[WHAT IS EXPECTED] Gather every line of the records below that contains the string "bicycle", matching case exactly.

[EXTRACTED MATERIAL]
** start **

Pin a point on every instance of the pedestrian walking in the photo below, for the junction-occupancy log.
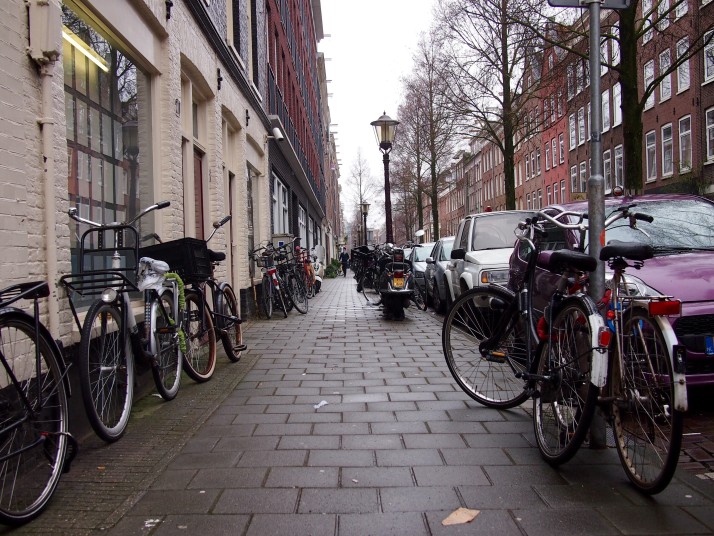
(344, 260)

** end **
** start **

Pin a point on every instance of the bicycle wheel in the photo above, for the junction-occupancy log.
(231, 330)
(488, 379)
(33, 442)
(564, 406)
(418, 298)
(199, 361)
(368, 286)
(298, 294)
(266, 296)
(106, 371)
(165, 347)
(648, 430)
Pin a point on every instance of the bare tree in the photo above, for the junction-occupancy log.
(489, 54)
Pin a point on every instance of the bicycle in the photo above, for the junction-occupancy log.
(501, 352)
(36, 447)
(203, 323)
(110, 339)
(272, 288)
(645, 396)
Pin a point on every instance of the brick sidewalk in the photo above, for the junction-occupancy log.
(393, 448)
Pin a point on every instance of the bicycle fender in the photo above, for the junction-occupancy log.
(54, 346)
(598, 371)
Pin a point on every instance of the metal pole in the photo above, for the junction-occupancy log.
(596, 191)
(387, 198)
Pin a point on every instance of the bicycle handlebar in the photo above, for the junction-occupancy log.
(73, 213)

** end **

[OUTPUT OF THE TASK]
Pin a point on every instance of the bicycle wheel in the photo above, for the junction-occupancy log.
Pin a point on every instance of the bicycle in the photo above, for the junction-occupancy log.
Pin a point on every instance of the bicycle fender in the photo above, for the junction-occupancy log.
Pin a point on every instance of the bicycle handlebar in the photo above, for the junction-occupancy log.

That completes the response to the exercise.